Stored data entries
╭──

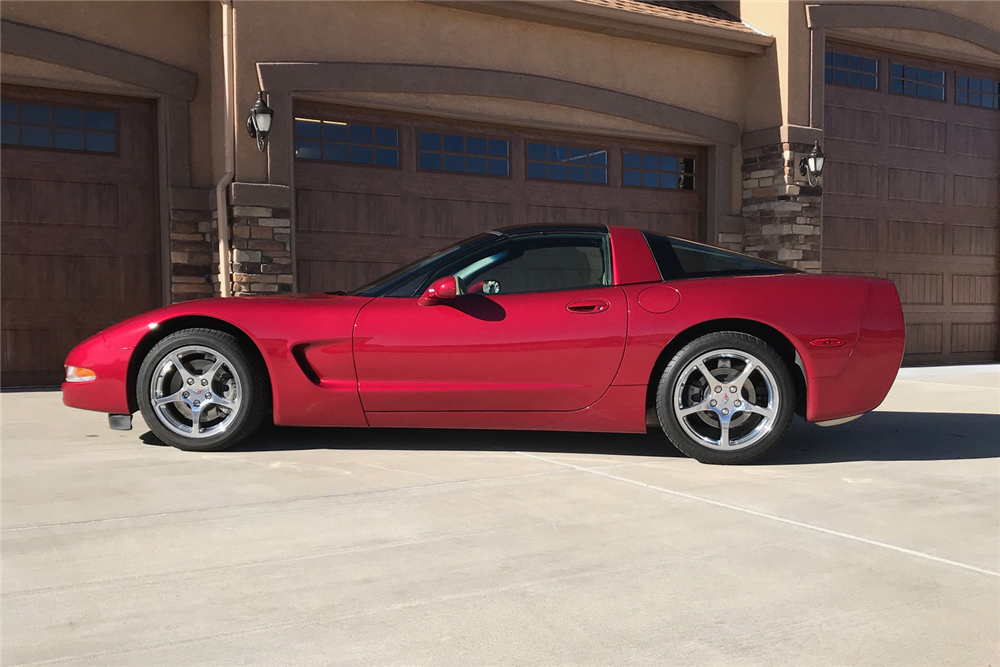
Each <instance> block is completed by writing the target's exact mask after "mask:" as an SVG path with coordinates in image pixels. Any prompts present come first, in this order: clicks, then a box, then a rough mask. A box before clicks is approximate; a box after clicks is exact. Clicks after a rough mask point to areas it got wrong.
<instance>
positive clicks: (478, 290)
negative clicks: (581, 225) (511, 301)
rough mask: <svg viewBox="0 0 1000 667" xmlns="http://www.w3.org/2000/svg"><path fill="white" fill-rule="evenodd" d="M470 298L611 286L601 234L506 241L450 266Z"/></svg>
mask: <svg viewBox="0 0 1000 667" xmlns="http://www.w3.org/2000/svg"><path fill="white" fill-rule="evenodd" d="M446 275H455V276H457V277H458V278H459V280H460V281H461V283H462V287H463V289H464V290H465V291H466V292H467V293H469V294H530V293H532V292H555V291H561V290H571V289H582V288H586V287H601V286H604V285H608V284H610V261H609V256H608V252H607V242H606V239H605V237H604V236H603V235H600V234H535V235H530V236H522V237H515V238H512V239H508V240H504V241H501V242H500V243H497V244H493V245H491V246H489V247H488V248H485V249H483V250H482V251H481V252H480V253H477V254H476V255H475V256H473V257H466V258H465V260H464V261H463V262H461V263H460V264H459V265H458V266H452V267H447V268H446V269H445V271H443V272H441V275H440V276H436V277H443V276H446Z"/></svg>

╰──

Reproduce the lines of every record above character for character, omitting the pictures.

Each <instance> block is completed by writing the target's exact mask after "mask:" as an SVG path with coordinates in image pixels. Any prompts present come first, in this order: clicks, then a box, then a rough mask. A box before clicks is approximate; a box after clicks is exact. Clicks after a rough mask point to areas it got wrong.
<instance>
positive clicks: (478, 290)
negative clicks: (581, 225) (511, 301)
rough mask: <svg viewBox="0 0 1000 667" xmlns="http://www.w3.org/2000/svg"><path fill="white" fill-rule="evenodd" d="M470 298L611 286L601 234L506 241L450 266Z"/></svg>
mask: <svg viewBox="0 0 1000 667" xmlns="http://www.w3.org/2000/svg"><path fill="white" fill-rule="evenodd" d="M446 275H455V276H457V277H458V278H459V280H460V281H461V283H462V287H463V289H464V290H465V291H466V292H467V293H469V294H530V293H532V292H555V291H561V290H571V289H582V288H586V287H601V286H604V285H608V284H610V261H609V256H608V252H607V242H606V239H605V237H604V236H603V235H600V234H535V235H530V236H522V237H515V238H512V239H508V240H504V241H501V242H500V243H497V244H493V245H491V246H489V247H488V248H485V249H483V250H482V251H481V252H480V253H477V254H476V255H475V256H473V257H466V258H465V260H464V261H463V262H461V263H460V264H459V265H458V266H452V267H447V268H446V269H445V271H443V272H441V275H440V276H436V277H443V276H446Z"/></svg>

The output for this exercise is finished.